- Exercise task 1
Answer these about the Dodd-Frank passage, one line each, marked (a), (b), (c):
(a) How many pages long is the Dodd-Frank Act?
(b) How many questions and sub-questions does the Volcker rule include?
(c) Which federal agencies are named as enforcing the Volcker rule?
- Exercise task 2
Please summarize the Dodd-Frank passage in two sentences.
- Exercise task 3
Print the part of the Dodd-Frank passage that opens with the words containing "Read the excerpt" and closes with "your own words.".

- Excerpted passage
┏━━
Read the excerpt below about the Dodd-Frank Act and the role of the Securities and Exchange Commission (SEC). Use the information in the excerpt and your knowledge of U.S. Government and Politics to answer the following questions. Be sure to answer each part thoroughly and in your own words.

Source 1

The Dodd-Frank Act (2009) requires the SEC to adopt rules around public company disclosure of executive compensation. In 2024, the SEC fined 26 firms over $390 million for recordkeeping failures. But Dodd-Frank is far too complex, and becoming more so. At 848 pages, it is 23 times longer than Glass-Steagall, the reform that followed the Wall Street crash of 1929. Worse, every other page demands that regulators fill in further detail. Some of these clarifications are hundreds of pages long. Just one bit, the “Volker rule,” which aims to curb risky proprietary trading by banks, includes 383 questions that break down into 1,420 sub-questions. The Volcker Rule is enforced by a group of federal financial regulatory agencies, including the Federal Reserve Board, the Securities and Exchange Commission (SEC), and the Office of the Comptroller of the Currency (OCC).

The Economist, 2009.

Question 1

Short answer

Describe the role of the Securities and Exchange Commission (SEC) in the context of the scenario.

Question 2

Short answer

Explain why enforcement of the Volcker rule would fall under three different bureaucratic agencies.

Question 3

Short answer

Explain two reasons why it is difficult for the president and Congress to control the bureaucracy.
┗━━
- Stored records
┏━━
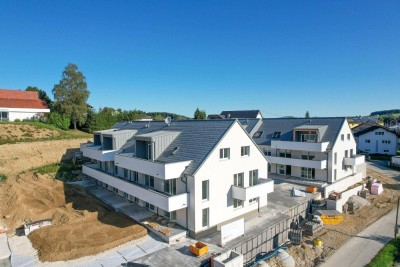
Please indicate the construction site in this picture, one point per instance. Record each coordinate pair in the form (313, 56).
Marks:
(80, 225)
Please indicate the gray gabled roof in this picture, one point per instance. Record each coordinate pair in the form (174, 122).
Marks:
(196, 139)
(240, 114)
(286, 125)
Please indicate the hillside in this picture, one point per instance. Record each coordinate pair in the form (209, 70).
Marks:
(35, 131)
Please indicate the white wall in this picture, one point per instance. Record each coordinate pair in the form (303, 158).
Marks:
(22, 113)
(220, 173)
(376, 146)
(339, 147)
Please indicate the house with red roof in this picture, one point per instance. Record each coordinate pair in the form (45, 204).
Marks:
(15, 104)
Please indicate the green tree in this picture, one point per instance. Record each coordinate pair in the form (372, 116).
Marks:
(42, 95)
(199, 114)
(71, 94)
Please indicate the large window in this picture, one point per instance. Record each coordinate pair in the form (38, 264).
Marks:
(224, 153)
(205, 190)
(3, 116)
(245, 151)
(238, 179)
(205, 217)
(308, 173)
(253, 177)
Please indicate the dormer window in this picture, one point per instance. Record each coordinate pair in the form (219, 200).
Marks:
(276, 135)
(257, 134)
┗━━
┏━━
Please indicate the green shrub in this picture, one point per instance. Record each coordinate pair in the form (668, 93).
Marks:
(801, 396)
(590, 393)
┗━━
- Right answer 1
(a) 848 pages.
(b) 383 questions, which break down into 1,420 sub-questions.
(c) The Federal Reserve Board, the Securities and Exchange Commission (SEC), and the Office of the Comptroller of the Currency (OCC).

- Right answer 2
The passage quotes an excerpt saying that the Dodd-Frank Act requires the SEC to adopt rules on public company disclosure of executive compensation but is far too complex: it is 848 pages long and 23 times longer than Glass-Steagall, and regulators must fill in further detail, as with the Volcker rule's 383 questions. It then poses three short-answer questions on the SEC's role in the scenario, on why three agencies would enforce the Volcker rule, and on why the president and Congress find the bureaucracy hard to control.

- Right answer 3
Read the excerpt below about the Dodd-Frank Act and the role of the Securities and Exchange Commission (SEC). Use the information in the excerpt and your knowledge of U.S. Government and Politics to answer the following questions. Be sure to answer each part thoroughly and in your own words.